▶ **任务 A**
在这段关于楚平王的文本片段中,令尹囊瓦提议让谁即位?

▶ **文本片段**
◇ ◇ ◇

侍者说,我们大王即位以来,“施舍不倦,息民五年,可谓抚之矣。”五年来,出台了很多利民的政策,也从来不搞什么大工程大动作,对楚国人民可以说很好了。

沈尹戌说:

“吾闻抚民者,节用于内,而树德于外,民乐其性,而无寇仇。今宫室无量,民人日骇,劳罢死转,忘寝与食,非抚之也。”

“我听说,所谓安抚百姓,就是在国内节约开支,在国外树立德行,人民按照本性生活,而没有仇敌。现在宫室的建设没完没了,人民时刻惊恐不安,辛劳疲乏至死,尸体被随意丢弃,觉睡不好,饭吃不着,这不是安抚他们。”

两个人对楚国现状的描述完全相反。为什么会出现这种情况?应该并不是谁在撒谎,而是两个人都说的是自己看见的景象。侍者是楚平王身边的人,说的是自己看见的楚王推行的什么政策;沈尹戌是负责实际工作的官员,他看见的是下面的执行状况。

你楚王喜欢装,我们下面的人也不傻。汇报工作的PPT我给你做漂亮点就成了。

所以,楚平王的这种稳健,是他在位十三年,楚国国力稳步下滑。

楚平王去世,该由谁来继承王位呢?

废掉太子建后,楚平王是又立了太子的。他自己娶了原来要嫁给太子建的秦国国君的女儿,新太子就是这位秦女所生的儿子。娶秦女的事在平王去世九年前,换句话说,新太子这个时候最多也就是八岁。

当时楚国的令尹叫囊瓦,字子常。囊瓦提出一个倡议:让楚平王的庶长子王子申即位。

王子申字子西,《左传》里一般称他为子西。

囊瓦说:太子年纪小,而且他的母亲本来是要嫁给太子建的,所以不能算嫡子。而子西,年纪大,道德高,可以当国君。

这个时候,子西当即证明,自己确实道德高尚,他发表了一番议论,说了三点:第一,说现在的太子不是嫡子,等于是翻当年父纳子妻的老账,败坏我爸的名声;第二,太子的妈是什么人?秦国国君的女儿,秦国是楚国现在最大的外援,废太子就是败坏秦楚两国的关系;第三,我以庶子的身份即位,这是颠倒了上下尊卑关系,会引发大动乱。

◇ ◇ ◇

▶ **源数据**
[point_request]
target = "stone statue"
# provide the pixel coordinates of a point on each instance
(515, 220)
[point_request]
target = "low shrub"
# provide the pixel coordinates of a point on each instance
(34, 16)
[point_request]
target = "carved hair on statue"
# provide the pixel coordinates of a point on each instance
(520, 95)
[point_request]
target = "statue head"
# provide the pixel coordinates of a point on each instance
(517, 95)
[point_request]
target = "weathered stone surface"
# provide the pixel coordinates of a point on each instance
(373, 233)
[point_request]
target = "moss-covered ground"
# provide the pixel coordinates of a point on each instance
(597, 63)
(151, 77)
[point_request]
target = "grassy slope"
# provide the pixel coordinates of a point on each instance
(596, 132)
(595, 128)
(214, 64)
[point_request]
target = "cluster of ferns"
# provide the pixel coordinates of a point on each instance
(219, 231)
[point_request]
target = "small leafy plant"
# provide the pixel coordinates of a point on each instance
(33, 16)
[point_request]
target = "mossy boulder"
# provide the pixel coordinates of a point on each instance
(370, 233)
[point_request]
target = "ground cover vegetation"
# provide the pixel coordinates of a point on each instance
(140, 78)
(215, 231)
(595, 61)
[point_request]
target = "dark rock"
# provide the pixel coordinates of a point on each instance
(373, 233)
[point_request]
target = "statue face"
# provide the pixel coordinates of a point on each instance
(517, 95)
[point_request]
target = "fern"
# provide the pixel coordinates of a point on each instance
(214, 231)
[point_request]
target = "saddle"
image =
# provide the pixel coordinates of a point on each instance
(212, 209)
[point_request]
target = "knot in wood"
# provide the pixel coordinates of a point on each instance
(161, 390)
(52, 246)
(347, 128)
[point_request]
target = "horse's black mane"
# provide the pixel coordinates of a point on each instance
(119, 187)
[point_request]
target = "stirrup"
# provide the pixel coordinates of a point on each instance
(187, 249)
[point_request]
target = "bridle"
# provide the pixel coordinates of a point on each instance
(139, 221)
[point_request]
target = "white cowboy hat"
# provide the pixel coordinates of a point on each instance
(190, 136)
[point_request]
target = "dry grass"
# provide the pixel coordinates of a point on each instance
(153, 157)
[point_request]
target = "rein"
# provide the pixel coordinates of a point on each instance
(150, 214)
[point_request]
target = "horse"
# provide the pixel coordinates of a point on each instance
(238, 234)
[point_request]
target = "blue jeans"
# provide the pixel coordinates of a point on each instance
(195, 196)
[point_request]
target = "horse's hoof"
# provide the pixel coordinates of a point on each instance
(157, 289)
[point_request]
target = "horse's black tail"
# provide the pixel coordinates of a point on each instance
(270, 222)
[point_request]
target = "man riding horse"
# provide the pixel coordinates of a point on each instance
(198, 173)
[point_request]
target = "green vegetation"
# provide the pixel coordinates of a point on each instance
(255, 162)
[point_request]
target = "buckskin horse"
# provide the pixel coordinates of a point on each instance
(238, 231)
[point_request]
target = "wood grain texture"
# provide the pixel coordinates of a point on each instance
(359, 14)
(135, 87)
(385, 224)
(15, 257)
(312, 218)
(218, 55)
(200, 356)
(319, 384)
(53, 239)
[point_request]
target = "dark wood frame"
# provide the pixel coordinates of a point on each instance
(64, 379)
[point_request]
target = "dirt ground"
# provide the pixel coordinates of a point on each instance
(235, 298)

◇ ◇ ◇

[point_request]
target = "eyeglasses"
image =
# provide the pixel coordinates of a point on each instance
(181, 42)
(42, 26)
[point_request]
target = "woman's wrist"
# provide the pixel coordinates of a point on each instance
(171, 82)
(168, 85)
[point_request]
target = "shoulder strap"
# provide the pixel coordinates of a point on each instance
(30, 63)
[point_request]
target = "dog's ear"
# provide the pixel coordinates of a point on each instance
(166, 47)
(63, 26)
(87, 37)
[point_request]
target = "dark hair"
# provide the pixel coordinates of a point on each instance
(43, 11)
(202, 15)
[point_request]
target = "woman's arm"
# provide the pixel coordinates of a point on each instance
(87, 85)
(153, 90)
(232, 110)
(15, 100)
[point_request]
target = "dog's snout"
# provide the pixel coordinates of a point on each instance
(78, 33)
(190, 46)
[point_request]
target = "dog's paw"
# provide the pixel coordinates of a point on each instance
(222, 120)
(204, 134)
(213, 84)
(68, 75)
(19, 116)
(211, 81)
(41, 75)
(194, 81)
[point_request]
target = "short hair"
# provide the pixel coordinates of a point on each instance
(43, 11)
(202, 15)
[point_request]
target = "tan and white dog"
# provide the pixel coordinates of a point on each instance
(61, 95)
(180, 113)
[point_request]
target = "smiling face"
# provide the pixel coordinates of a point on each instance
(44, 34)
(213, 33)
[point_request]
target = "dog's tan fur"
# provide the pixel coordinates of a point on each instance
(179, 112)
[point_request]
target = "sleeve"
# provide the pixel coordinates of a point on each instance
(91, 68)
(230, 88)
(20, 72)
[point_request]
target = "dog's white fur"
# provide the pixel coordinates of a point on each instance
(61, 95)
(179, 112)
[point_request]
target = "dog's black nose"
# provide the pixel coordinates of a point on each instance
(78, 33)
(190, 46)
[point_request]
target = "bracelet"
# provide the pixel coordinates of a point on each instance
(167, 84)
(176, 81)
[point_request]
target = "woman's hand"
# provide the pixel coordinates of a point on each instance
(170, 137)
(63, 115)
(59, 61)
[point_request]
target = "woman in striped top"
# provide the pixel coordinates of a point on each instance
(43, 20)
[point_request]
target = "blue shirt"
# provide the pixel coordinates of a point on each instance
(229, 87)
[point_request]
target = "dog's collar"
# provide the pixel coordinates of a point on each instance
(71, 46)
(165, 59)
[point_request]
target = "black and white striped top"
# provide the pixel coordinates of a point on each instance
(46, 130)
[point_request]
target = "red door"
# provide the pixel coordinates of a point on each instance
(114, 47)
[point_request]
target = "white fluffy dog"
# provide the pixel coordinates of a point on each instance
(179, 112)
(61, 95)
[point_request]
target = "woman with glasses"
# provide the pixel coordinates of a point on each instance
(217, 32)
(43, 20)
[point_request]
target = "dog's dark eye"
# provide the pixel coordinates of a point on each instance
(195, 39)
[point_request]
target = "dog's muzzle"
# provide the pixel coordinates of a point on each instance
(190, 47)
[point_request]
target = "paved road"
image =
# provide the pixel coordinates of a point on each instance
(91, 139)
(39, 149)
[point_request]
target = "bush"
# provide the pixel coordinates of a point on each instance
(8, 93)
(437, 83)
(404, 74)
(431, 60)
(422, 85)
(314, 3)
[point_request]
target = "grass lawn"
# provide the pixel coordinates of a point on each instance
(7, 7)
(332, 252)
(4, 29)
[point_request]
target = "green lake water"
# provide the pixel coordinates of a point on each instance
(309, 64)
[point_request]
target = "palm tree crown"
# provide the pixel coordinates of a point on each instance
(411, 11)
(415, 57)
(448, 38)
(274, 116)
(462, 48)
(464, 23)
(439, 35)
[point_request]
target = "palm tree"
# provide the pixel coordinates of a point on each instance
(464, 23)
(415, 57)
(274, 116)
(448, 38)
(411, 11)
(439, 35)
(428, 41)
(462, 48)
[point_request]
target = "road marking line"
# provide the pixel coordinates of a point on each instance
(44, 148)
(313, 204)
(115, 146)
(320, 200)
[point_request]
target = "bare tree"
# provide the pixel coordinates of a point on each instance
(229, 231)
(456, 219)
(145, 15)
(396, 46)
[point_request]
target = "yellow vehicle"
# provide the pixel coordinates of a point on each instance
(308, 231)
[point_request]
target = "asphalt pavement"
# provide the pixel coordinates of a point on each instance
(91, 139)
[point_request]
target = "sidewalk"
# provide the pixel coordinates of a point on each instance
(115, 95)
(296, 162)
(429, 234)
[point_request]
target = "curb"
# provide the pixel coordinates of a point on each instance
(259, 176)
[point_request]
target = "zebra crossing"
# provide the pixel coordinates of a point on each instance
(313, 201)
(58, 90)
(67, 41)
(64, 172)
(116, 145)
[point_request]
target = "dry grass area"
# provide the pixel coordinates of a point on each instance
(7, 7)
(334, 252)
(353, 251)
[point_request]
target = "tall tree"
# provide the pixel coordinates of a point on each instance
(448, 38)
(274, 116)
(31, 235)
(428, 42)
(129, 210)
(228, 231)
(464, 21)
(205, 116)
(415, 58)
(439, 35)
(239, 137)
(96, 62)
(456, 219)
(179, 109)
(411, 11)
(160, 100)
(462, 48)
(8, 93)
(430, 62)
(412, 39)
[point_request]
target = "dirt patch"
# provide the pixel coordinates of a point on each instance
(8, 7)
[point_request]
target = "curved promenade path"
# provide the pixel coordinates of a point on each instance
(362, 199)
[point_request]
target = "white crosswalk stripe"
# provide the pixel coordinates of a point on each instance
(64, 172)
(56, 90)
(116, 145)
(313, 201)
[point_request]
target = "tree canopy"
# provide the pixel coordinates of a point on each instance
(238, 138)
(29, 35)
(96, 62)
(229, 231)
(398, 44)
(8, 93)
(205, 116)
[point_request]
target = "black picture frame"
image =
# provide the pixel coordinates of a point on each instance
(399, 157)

◇ ◇ ◇

▶ **任务 B**
从记录中挑出含有字符串“road”的每一行。

▶ **答案 A**
楚平王的庶长子王子申,即子西。

▶ **答案 B**
target = "paved road"
target = "road marking line"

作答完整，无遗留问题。